===== Task inputs =====

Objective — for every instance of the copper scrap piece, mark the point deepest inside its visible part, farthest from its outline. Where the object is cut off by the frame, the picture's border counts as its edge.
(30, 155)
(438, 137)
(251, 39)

=====
===== Task inputs =====

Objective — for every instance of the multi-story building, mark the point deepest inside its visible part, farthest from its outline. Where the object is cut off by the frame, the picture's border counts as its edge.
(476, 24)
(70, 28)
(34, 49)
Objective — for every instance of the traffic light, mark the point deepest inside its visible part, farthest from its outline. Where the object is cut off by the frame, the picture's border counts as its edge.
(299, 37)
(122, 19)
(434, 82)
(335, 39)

=====

### Given instruction
Locate every line in the records above that contains the word "from", and copy each such line in full. Treat the match as case-sensitive.

### Exercise response
Objective — for every instance of the copper scrap piece, mark the point deepest inside its visible part, farthest from its outline. Where the object is cut off by the frame, the picture's border counts as its edge.
Objective — for every instance of the multi-story building, mark the point deepest inside its visible part, farthest from its outline. Where the object is cut off by the frame, the picture's border counts as its edge.
Objective — for every instance of the traffic light, mark the point deepest inside its visible part, farthest from its outline. Where the object is cut off by the frame, the picture's border counts as its edge.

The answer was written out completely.